§ Article
# Best way to cut into a stucco and wire exterior wall?



## allenwench

I live in Phoenix and my house has a stucco and wire mesh finish. I"m installing a AC Unit in my garage wall. Any advice on how to go about cutting the hole? I have a 7' grinder and cutoff wheels and a sawzall.


----------



## vsheetz

Here's how I cut the opening in my garage to install a terminal package HVAC unit in the stucco wall. 


I framed up the opening on the inside
Drilled a 1/4" or so hole through to the outside in each corner of the framed area
Went outside and drew lines from the holes so I knew where to cut
Did the actual cut with a angle grinder with diamond wheel, the cut was easy and came out pretty neat - be sure to wear eye protection!
Installed the metal sleeve for the terminal package HVAC unit, securing it to the framing
Put expanding foam into the small space around the metal sleeve
Put a bit of stucco patch around the metal sleeve


----------



## Chemist1961

Exactly that, grinder with diamond ceramic cutting wheel worked well for me too. Wear a mask as well


----------



## allenwench

*Thanks for the response*

I ended up cutting it with metal cutoff wheels since I already had a bunch in stock. It took a few, but I got it done. I will pickup a diamond blade for the next time I need it. Thanks again all


----------



## kronic24601

Not that I'm trying to Necro this thread, I could always post a new one, but it's related. I currently have a Skill Saw and 7" Diamond Blade. It's not going to be as High-Speed as a Grinder/diamond blade combo, but it will cut deeper (obviously). My main question is will this work? Has anyone tried it? I'm trying to not have to buy new stuff if I can help it, but not at the risk of it not working.

Thanks!


----------



## SteelToes

*Diamond Blade*



kronic24601 said:


> Not that I'm trying to Necro this thread, I could always post a new one, but it's related. I currently have a Skill Saw and 7" Diamond Blade. It's not going to be as High-Speed as a Grinder/diamond blade combo, but it will cut deeper (obviously). My main question is will this work? Has anyone tried it? I'm trying to not have to buy new stuff if I can help it, but not at the risk of it not working.

Stored data:
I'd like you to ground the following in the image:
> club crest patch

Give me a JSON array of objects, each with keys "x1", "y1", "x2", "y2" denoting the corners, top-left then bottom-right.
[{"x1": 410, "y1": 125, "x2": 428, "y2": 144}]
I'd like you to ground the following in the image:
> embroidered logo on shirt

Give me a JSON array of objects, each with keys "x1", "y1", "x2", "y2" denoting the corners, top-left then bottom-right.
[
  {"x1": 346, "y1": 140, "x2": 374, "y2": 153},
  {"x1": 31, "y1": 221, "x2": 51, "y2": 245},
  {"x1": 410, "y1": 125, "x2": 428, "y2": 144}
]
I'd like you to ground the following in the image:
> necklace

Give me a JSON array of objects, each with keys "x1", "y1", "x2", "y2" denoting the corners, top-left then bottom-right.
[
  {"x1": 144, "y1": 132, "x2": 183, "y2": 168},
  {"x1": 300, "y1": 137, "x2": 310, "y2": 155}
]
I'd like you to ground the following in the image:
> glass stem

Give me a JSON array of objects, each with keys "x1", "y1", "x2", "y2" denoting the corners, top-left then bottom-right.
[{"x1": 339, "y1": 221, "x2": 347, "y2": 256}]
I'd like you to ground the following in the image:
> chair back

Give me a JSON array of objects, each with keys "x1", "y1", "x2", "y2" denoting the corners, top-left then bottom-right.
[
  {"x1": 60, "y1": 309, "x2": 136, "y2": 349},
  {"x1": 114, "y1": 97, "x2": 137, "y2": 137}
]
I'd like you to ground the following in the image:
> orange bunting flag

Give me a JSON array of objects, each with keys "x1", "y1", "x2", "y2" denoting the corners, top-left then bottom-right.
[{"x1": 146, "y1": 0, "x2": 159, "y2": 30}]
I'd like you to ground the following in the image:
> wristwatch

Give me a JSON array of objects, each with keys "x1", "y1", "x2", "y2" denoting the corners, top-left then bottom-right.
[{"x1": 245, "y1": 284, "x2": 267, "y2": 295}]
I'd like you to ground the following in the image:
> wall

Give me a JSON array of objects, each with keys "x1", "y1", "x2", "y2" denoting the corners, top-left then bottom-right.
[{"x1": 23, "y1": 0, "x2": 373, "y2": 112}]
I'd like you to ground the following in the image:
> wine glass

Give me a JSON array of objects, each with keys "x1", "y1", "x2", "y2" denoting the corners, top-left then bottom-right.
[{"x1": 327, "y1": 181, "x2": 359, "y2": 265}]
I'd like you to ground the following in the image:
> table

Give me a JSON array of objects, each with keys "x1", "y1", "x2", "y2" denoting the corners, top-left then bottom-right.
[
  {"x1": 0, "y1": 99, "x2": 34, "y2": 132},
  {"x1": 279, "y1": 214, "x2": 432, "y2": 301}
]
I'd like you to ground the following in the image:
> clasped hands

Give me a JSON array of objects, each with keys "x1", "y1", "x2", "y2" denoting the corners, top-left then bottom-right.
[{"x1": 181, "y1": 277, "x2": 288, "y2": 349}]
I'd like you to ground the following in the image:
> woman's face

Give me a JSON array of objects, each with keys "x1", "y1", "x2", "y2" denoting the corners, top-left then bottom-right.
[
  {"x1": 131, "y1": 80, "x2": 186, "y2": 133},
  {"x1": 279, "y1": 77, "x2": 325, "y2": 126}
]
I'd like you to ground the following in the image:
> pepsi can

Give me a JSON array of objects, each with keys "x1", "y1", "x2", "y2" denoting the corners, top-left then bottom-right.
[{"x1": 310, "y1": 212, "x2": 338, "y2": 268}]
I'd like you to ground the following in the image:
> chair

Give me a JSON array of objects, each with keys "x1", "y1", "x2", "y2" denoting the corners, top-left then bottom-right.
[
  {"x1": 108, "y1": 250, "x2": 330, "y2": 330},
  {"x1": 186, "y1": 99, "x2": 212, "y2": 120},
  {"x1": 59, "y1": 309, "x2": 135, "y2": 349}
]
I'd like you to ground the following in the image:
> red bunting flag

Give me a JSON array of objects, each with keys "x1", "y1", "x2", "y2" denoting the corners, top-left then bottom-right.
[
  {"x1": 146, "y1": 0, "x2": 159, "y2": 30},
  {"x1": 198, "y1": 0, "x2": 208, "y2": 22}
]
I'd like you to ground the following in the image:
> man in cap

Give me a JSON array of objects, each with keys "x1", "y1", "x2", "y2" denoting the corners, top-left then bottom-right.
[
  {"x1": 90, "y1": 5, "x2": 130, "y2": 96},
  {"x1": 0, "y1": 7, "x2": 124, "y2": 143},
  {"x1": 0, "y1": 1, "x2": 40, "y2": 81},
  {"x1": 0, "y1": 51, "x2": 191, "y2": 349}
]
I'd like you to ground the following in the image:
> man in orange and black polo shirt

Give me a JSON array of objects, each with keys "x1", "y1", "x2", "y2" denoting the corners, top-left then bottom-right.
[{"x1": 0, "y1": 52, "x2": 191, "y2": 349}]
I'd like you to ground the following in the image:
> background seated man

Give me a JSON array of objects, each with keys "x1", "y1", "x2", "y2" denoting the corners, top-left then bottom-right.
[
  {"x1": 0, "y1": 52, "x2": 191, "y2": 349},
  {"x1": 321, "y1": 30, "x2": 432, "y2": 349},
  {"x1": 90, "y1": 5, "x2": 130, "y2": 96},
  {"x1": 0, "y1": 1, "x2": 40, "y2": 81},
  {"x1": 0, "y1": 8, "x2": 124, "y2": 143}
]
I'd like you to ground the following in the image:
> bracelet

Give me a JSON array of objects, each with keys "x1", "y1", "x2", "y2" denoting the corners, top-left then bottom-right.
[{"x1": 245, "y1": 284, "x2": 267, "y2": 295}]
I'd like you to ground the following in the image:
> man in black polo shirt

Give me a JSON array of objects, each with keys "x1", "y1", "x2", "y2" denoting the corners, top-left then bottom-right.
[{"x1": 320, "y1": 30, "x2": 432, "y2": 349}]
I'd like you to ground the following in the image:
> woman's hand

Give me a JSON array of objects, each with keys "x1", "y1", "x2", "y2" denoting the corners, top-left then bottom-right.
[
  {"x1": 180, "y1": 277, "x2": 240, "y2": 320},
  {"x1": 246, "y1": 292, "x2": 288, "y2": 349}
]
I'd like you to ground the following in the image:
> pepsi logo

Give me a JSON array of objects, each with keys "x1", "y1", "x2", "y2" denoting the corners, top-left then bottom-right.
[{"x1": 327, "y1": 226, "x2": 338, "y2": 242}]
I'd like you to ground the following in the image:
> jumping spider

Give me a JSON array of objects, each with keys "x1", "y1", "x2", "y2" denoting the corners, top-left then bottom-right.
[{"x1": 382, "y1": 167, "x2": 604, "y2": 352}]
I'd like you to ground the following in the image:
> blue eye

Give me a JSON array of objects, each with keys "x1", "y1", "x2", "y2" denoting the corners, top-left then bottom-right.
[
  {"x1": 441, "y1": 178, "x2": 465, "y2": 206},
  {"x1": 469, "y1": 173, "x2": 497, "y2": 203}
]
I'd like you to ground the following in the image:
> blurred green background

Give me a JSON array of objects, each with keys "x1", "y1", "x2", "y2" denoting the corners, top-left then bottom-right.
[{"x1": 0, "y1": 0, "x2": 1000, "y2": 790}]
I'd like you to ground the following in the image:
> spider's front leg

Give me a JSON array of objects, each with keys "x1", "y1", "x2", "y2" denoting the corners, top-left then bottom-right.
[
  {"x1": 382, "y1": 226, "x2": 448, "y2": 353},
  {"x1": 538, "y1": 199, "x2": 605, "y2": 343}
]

§ What to do
Reproduce the stretch of the stucco-cutting thread above from "I live in Phoenix" through "and a sawzall.", copying it word for word.

§ The result
I live in Phoenix and my house has a stucco and wire mesh finish. I"m installing a AC Unit in my garage wall. Any advice on how to go about cutting the hole? I have a 7' grinder and cutoff wheels and a sawzall.